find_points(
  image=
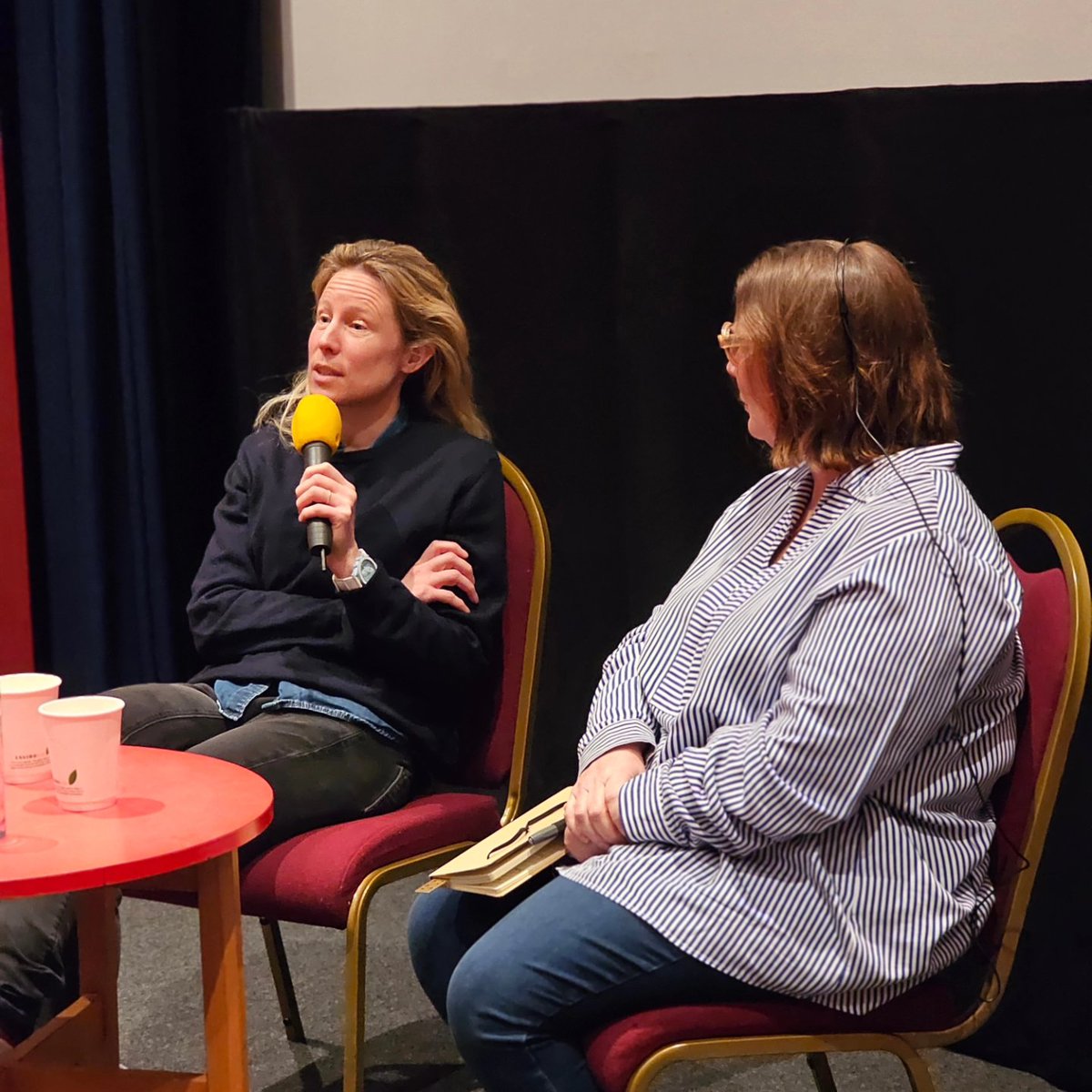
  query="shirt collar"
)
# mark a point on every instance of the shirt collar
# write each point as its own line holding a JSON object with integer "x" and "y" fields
{"x": 875, "y": 479}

##########

* [EXERCISE DIRECTIONS] The full data, repeated exactly and stripped of its pictures, is the expected answer.

* [EXPECTED OUTPUT]
find_points(
  image=
  query="shirt collar"
)
# mark a point on every instance of the shirt collar
# write each point as its own line holding a JSON object with integer "x" and "y" fields
{"x": 875, "y": 479}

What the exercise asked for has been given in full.